Do zrobienia:
Proszę odszukać w poniższych wpisach każdy wiersz zawierający słowo „green” i przepisać go.

Podane wpisy:
* * * *

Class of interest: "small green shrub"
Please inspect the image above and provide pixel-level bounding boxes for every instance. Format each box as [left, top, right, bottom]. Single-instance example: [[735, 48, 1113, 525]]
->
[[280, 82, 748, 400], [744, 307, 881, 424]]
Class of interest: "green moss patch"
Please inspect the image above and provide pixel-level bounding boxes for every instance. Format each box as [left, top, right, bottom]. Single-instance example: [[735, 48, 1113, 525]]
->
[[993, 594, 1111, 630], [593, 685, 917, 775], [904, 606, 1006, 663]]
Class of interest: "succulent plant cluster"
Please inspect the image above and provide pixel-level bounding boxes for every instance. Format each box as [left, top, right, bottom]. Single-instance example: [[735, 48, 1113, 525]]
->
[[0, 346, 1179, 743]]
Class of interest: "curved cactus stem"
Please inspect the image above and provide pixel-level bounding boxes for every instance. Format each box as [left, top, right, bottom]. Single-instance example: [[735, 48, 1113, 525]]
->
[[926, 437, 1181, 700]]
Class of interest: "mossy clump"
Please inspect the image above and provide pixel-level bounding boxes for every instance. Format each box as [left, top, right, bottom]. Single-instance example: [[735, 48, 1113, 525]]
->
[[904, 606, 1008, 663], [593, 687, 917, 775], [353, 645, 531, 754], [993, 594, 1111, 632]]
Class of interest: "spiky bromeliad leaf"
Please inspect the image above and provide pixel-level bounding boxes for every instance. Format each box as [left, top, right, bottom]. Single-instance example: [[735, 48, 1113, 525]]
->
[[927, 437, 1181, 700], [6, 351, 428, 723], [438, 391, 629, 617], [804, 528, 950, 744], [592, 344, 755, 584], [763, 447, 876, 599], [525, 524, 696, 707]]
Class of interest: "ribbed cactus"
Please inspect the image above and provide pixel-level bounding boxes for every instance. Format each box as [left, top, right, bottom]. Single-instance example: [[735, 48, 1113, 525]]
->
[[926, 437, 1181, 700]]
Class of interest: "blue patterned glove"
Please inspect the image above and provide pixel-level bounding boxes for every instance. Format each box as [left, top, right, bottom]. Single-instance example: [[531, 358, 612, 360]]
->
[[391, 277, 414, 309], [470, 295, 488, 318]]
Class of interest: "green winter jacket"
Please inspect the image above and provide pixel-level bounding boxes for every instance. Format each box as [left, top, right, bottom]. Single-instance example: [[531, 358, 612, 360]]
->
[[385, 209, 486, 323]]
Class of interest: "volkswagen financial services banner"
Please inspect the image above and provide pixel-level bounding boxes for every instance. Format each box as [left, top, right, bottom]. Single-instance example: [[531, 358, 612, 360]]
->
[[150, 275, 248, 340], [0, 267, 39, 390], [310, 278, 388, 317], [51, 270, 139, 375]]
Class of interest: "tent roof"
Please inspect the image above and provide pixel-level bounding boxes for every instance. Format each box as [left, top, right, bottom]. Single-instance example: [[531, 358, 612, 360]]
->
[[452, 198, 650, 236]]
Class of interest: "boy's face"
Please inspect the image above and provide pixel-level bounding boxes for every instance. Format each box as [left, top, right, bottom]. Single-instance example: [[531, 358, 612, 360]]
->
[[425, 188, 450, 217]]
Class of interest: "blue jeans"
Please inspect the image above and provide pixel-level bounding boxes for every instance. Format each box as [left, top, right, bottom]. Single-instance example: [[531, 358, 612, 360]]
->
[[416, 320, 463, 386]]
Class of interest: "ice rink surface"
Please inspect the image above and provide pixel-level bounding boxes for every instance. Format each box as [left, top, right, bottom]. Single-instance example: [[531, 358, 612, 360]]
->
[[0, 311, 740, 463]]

* * * *

Wynik ćwiczenia:
Class of interest: "small green shrub"
Class of interest: "green moss patch"
Class of interest: "green winter jacket"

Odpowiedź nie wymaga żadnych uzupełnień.